● Referring expression data
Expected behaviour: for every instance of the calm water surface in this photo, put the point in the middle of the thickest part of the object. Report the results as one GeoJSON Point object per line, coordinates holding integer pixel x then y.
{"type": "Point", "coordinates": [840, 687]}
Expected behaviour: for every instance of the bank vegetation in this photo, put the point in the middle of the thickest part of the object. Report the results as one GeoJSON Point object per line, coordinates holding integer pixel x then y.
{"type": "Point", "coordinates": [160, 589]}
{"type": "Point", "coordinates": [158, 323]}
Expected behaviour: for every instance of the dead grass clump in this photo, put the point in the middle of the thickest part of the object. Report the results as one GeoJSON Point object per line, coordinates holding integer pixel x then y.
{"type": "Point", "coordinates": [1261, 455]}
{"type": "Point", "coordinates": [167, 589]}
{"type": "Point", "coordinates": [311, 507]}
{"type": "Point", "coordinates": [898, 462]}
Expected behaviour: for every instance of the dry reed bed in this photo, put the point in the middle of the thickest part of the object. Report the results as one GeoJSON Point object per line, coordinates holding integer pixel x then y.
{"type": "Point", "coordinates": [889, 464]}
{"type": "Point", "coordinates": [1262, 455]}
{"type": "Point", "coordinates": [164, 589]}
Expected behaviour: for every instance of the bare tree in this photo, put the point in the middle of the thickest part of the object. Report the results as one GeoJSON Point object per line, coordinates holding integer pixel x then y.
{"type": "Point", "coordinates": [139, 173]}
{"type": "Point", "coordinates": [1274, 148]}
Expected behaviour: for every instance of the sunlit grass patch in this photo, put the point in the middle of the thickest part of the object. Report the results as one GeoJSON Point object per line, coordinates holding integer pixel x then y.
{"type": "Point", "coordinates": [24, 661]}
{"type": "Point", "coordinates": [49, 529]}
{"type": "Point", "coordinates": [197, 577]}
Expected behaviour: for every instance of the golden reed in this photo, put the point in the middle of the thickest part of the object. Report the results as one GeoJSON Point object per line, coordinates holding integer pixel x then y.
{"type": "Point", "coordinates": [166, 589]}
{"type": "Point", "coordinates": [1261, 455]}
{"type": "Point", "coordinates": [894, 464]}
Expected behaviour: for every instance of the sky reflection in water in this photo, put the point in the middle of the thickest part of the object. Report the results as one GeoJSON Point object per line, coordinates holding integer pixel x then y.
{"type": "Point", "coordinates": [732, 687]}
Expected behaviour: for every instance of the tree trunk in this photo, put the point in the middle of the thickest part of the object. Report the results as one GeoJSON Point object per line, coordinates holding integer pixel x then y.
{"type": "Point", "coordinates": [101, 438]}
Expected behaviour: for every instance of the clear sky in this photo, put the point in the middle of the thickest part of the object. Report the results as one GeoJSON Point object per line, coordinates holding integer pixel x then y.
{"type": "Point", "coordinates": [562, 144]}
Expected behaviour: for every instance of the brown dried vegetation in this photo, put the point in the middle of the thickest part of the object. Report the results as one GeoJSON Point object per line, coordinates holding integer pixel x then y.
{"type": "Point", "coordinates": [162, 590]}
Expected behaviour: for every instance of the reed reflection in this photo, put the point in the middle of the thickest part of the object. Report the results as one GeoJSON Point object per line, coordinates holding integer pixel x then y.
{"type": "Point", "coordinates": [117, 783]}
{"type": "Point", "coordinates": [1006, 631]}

● TASK INSTRUCTIONS
Would you write out all the records exactly as they read?

● REPLY TO THE TASK
Expected behaviour: for every instance of the calm water surface in this photo, put the point in the middle of the thickest part of the object. Report the results as one GeoJSON Point object per line, coordinates holding integer pixel x then y.
{"type": "Point", "coordinates": [840, 687]}
Expected behaviour: for every instance of the bank vegetation in this photo, put the point in the middle of the thickest part of the object. Report the results as one GeoJSON Point object per line, coordinates holding integer pixel x then y.
{"type": "Point", "coordinates": [160, 589]}
{"type": "Point", "coordinates": [158, 323]}
Expected behaviour: for every instance of the dead grass clump in this photo, put the point in the middle of the thickest part of the object. Report the results as one GeoJSON Point object per line, coordinates holding integer pixel x then y.
{"type": "Point", "coordinates": [1261, 455]}
{"type": "Point", "coordinates": [167, 589]}
{"type": "Point", "coordinates": [311, 507]}
{"type": "Point", "coordinates": [898, 462]}
Expected behaviour: for every instance of the dry reed bed in this photo, put the point in the middle of the thickest part of the object. Report the results as one GeoJSON Point object per line, coordinates holding integer pixel x then y.
{"type": "Point", "coordinates": [889, 464]}
{"type": "Point", "coordinates": [1262, 455]}
{"type": "Point", "coordinates": [164, 589]}
Expected behaviour: for every instance of the bare tree in this photo, put the point in the middle of the thickest part of the object. Report the results as one GeoJSON Point object per line, coordinates holding integer pixel x then y.
{"type": "Point", "coordinates": [139, 173]}
{"type": "Point", "coordinates": [1274, 148]}
Expected behaviour: for every instance of the sunlit grass patch in this photo, put the point in the middle of the thickest part of the object. Report the results as one GeoJSON Point object per line, coordinates holding integer pixel x then y.
{"type": "Point", "coordinates": [24, 661]}
{"type": "Point", "coordinates": [49, 529]}
{"type": "Point", "coordinates": [197, 577]}
Expected behaviour: for every instance of the golden reed in this photo, put the point in the middle of the thickest part of the object. Report the results as one GeoJSON Point object per line, coordinates holding integer pixel x then y.
{"type": "Point", "coordinates": [166, 589]}
{"type": "Point", "coordinates": [1261, 455]}
{"type": "Point", "coordinates": [894, 464]}
Expected behaviour: for every instance of the sky reflection in water in this photo, put the point in the middle of the thickest part of the object. Report the results as one GeoJSON Point object per line, coordinates holding integer pixel x then y.
{"type": "Point", "coordinates": [732, 687]}
Expected behaviour: for every instance of the tree trunk in this photo, put the point in the middle of the thickest part of the object. Report the results as one GeoJSON Point object per line, coordinates holding integer pixel x then y.
{"type": "Point", "coordinates": [101, 438]}
Expected behaviour: for every instance of the clear sky in this photo, put the point in the middle of the thickest part of the object. Report the results as one GeoJSON Point object per line, coordinates holding integer pixel x then y.
{"type": "Point", "coordinates": [562, 144]}
Expected behaviour: for every instance of the brown dried vegetation in this photo, put the point in the middle of the thickest part of the object. Report the results as one GeoJSON Point object per line, coordinates holding integer pixel x then y.
{"type": "Point", "coordinates": [162, 590]}
Expected behaviour: for every instance of the reed reflection in this photo, put the point in the middle of the thickest part of the object. Report the results as one GeoJSON Point object per line, coordinates holding integer pixel x then y.
{"type": "Point", "coordinates": [117, 783]}
{"type": "Point", "coordinates": [1006, 631]}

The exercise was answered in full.